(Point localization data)
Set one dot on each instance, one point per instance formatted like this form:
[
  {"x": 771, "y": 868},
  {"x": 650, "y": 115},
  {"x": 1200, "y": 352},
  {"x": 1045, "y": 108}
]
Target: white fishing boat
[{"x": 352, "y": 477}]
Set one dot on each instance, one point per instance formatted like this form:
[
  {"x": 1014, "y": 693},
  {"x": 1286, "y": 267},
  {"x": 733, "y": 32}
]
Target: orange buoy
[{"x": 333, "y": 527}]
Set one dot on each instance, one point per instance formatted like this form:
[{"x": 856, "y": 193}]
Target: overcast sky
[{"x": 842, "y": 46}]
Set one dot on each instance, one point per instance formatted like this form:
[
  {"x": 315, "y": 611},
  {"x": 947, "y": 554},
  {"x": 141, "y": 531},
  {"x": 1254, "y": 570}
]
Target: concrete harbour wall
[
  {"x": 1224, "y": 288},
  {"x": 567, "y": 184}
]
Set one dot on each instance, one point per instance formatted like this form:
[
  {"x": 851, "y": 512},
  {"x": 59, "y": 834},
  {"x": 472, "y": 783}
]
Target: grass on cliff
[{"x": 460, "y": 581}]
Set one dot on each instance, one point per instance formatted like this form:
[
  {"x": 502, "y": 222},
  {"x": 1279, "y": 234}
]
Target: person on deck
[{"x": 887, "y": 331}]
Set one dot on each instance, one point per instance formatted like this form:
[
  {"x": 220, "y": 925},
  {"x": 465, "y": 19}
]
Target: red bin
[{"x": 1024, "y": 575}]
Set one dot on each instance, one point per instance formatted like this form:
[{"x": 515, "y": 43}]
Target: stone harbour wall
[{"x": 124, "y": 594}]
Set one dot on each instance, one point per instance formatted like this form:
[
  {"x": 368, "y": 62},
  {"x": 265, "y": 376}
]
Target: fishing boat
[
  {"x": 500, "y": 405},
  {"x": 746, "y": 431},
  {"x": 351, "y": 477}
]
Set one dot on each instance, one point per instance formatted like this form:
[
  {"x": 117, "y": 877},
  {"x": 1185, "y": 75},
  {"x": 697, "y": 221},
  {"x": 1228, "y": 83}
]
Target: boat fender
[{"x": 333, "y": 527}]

§ PROBLEM DETAILS:
Output the entries above word for word.

§ RESULT:
Set one dot on each instance, one point per instance formatted like this form:
[
  {"x": 771, "y": 868},
  {"x": 650, "y": 115},
  {"x": 1200, "y": 352},
  {"x": 1045, "y": 108}
]
Target: white fishing boat
[{"x": 352, "y": 477}]
Set one dot on each instance, one point per instance formatted like this form:
[
  {"x": 1014, "y": 693},
  {"x": 1286, "y": 267},
  {"x": 733, "y": 32}
]
Target: orange buoy
[{"x": 333, "y": 527}]
Set one dot on each instance, one point per instance formatted like this form:
[{"x": 856, "y": 193}]
Target: overcast sky
[{"x": 842, "y": 46}]
Set one dot on each instance, one point per instance formatted like this form:
[
  {"x": 315, "y": 611},
  {"x": 947, "y": 554},
  {"x": 141, "y": 531},
  {"x": 1254, "y": 570}
]
Target: concrete harbour wall
[
  {"x": 1224, "y": 288},
  {"x": 567, "y": 184}
]
Set one dot on each instance, one point per instance formatted like this form:
[
  {"x": 851, "y": 512},
  {"x": 59, "y": 834},
  {"x": 472, "y": 783}
]
Target: grass on cliff
[{"x": 460, "y": 581}]
Set one dot on each instance, one point per instance formatted like this form:
[
  {"x": 502, "y": 222},
  {"x": 1279, "y": 234}
]
Target: person on deck
[{"x": 887, "y": 331}]
Set one dot on each instance, one point per instance formatted like this form:
[
  {"x": 220, "y": 925},
  {"x": 465, "y": 19}
]
Target: red bin
[{"x": 1024, "y": 575}]
Set one dot on each instance, one point per instance formatted like this form:
[{"x": 515, "y": 43}]
Target: stone harbour wall
[{"x": 124, "y": 594}]
Set one dot on each instance, one point per instance formatted like this form:
[
  {"x": 368, "y": 62},
  {"x": 265, "y": 376}
]
Target: fishing boat
[
  {"x": 500, "y": 405},
  {"x": 746, "y": 431},
  {"x": 351, "y": 477}
]
Set one dot on each instance, one point per instance formatted like this form:
[
  {"x": 117, "y": 877},
  {"x": 1185, "y": 75},
  {"x": 697, "y": 221},
  {"x": 1228, "y": 83}
]
Target: boat fender
[{"x": 333, "y": 527}]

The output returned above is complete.